• **EXERCISE PASSAGE**:

• • • •

From the Civil Rights Movement until Today

  1. O Lord, we lament that so many inside and outside the church remained ambivalent to the moral claims of the Civil Rights movement.

  2. O Lord, we lament that The Civil Rights Act of 1964 did not end illegal discrimination or racism, but only gave black Americans the legal tools to fight back against legal injustices.

  3. O Lord, we lament that since 1964 racial injustice evolved into other forms, still undergirded by a tacit belief of racial and cultural superiority.

  4. O Lord, we lament the corrupt practices of red-lining and unjust lending practices.

  5. O Lord, we lament the racial discrimination inherent in the War on Drugs and mandatory minimums.

  6. O Lord, we lament corruption in the justice system that yields starkly different outcomes for white people on trial than blacks and has led to mass incarceration.

  7. O Lord, we lament racial profiling, the excessive use of force and the killing of unarmed people of color killed by police.

  8. O Lord, we lament that the enslavement and oppression of black people in the United States has created wealth, opportunity, and prosperity for millions of white Americans.

  9. O Lord, we lament that while white Americans have since colonial days enjoyed the possibility to pass on wealth and opportunities to their children and grandchildren, this has not been possible for many black Americans until more recent generations.  

  10. O Lord, we lament that legalized, institutionalized, and spiritualized racial oppression of the severest form lasted in our country for 345 years and roughly 15 generations.  We lament that in the mere 56 years and 3 generations since, there remains the naive and hurtful belief that the social structures and attitudes constructed over such a long period of time and over so many generations can be so quickly dismantled and overcome.    

Petitioning Our Father

  • Father, we in this present day long to be a church who “does justly, loves mercy and walks humbly with our God.” (Micah 6:8).

• • • •

• **GIVEN DATA**:
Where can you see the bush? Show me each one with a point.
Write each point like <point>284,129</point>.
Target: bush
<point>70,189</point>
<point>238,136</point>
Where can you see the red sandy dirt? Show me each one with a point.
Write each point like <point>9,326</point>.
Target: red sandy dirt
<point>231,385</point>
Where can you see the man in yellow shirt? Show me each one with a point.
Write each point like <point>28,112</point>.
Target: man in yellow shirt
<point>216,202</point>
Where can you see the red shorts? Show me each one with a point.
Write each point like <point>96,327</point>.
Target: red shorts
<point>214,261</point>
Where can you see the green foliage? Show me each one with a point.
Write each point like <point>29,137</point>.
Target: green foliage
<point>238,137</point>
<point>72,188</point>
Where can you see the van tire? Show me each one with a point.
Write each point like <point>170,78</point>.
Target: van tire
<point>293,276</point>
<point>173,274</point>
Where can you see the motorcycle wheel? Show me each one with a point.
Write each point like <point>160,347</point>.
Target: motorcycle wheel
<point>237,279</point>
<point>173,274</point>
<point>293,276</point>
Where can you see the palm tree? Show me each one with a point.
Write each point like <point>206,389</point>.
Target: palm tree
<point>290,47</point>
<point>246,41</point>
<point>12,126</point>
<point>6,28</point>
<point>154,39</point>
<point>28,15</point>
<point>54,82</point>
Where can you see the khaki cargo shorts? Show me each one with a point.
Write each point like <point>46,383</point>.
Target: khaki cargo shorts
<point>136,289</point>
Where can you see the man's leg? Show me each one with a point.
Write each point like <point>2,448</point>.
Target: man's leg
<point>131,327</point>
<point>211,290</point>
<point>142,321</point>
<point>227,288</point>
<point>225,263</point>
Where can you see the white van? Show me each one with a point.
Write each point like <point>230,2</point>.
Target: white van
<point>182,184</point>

• • • •

• **WORK ORDER**:
In the laments about the Civil Rights Movement, how long does the text say legalized, institutionalized, and spiritualized racial oppression lasted in the country?

• **RESPONSE TO THE TASK**:
345 years and roughly 15 generations.